**Task directions**
The lines to copy are those with "flower" in them. Pull each one from the entries below.

**Referring expression data**

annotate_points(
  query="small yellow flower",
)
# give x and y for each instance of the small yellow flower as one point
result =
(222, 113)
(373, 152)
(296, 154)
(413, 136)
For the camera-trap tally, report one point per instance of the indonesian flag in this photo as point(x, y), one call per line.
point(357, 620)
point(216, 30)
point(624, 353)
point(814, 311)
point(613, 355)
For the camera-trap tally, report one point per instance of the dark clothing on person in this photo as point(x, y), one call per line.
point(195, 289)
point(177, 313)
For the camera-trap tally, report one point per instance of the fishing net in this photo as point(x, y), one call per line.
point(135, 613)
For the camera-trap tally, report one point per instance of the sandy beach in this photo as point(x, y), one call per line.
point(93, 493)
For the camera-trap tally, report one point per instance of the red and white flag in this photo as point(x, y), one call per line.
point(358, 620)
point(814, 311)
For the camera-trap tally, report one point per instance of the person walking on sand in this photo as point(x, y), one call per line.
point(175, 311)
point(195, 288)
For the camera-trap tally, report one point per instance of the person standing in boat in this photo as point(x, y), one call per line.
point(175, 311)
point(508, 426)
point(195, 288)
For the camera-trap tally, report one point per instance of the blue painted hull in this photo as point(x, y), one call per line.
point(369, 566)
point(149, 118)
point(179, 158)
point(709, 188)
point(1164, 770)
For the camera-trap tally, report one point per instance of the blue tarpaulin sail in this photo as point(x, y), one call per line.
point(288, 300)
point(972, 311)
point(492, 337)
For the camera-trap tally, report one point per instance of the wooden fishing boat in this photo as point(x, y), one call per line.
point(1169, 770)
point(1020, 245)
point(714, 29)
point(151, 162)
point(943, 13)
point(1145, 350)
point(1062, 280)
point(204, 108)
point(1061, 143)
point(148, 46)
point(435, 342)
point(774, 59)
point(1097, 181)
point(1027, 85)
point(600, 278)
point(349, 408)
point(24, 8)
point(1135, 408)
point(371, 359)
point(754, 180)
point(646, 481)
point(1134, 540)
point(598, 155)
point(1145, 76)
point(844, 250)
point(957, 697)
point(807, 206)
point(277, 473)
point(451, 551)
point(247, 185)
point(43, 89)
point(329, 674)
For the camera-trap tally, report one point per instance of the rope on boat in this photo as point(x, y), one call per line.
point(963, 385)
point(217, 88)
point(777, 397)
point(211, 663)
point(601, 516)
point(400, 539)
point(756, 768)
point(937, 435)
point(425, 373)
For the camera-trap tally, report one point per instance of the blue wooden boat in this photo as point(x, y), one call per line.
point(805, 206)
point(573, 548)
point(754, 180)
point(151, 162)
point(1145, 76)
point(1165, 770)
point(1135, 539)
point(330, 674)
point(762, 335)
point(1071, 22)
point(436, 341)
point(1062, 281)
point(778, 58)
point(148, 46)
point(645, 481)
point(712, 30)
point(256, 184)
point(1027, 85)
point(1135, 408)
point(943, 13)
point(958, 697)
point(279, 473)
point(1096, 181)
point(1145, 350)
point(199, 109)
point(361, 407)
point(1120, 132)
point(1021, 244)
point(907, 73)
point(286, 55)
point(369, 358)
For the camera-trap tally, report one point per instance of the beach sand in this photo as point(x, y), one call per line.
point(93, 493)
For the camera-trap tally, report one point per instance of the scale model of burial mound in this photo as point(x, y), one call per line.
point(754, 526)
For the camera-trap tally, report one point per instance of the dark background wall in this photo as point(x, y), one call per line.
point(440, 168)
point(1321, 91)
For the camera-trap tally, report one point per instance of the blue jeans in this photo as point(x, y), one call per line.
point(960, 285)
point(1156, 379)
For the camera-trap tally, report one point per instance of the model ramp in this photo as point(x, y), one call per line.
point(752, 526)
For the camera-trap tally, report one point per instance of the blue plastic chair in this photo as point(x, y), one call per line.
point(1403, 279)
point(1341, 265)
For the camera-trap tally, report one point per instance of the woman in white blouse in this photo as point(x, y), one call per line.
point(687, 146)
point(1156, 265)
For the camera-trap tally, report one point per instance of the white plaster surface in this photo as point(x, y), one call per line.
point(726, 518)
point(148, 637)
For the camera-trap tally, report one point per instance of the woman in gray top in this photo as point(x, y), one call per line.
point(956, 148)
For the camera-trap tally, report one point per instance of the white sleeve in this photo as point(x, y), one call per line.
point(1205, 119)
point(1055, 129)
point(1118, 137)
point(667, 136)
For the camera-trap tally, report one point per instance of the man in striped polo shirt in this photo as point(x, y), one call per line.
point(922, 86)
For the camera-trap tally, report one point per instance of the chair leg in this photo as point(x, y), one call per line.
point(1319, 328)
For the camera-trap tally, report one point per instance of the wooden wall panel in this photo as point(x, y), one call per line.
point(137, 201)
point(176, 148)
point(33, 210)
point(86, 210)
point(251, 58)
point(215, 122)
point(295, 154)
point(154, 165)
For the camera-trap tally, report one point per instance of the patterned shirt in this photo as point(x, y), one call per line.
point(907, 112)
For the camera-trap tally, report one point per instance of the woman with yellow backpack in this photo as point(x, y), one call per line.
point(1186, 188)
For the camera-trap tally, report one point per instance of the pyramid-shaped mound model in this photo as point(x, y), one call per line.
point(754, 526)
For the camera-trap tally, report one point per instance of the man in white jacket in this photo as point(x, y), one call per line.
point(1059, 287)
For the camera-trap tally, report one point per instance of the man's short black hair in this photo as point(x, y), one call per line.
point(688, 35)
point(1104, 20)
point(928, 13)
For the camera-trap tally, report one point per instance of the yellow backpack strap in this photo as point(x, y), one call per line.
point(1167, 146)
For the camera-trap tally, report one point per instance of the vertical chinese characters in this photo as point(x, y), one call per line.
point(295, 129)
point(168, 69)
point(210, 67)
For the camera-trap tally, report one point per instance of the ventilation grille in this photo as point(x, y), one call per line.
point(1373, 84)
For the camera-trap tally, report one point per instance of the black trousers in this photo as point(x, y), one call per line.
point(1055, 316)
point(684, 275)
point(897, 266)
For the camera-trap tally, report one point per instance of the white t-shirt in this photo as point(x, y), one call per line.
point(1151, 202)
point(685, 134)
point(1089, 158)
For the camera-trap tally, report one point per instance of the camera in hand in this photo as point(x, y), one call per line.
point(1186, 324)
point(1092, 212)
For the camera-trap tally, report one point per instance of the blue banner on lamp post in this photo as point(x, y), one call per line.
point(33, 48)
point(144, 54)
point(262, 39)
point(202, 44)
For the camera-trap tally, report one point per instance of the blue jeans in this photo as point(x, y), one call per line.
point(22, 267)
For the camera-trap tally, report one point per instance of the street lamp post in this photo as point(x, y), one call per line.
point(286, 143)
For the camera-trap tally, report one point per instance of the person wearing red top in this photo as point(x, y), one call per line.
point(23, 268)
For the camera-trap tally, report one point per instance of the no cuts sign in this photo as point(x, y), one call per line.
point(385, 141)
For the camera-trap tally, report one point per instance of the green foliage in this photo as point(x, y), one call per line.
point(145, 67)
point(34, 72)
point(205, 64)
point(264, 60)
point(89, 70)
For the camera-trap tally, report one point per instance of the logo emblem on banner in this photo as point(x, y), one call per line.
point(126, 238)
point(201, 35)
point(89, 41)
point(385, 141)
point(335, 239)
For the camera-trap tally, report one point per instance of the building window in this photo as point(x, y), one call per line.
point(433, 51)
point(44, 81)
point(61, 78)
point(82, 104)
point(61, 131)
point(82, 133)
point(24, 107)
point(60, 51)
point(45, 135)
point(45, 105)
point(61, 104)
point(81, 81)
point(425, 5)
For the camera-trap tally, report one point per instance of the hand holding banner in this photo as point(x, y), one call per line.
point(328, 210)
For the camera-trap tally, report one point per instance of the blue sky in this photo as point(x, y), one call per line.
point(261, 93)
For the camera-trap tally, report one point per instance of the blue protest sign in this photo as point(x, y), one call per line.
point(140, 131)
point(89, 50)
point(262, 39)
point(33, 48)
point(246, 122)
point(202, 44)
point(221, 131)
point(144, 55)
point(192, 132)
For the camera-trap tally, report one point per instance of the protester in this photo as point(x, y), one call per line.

**Solution for this task**
  query="small yellow flower",
# give x and y for each instance of the small yellow flower as one point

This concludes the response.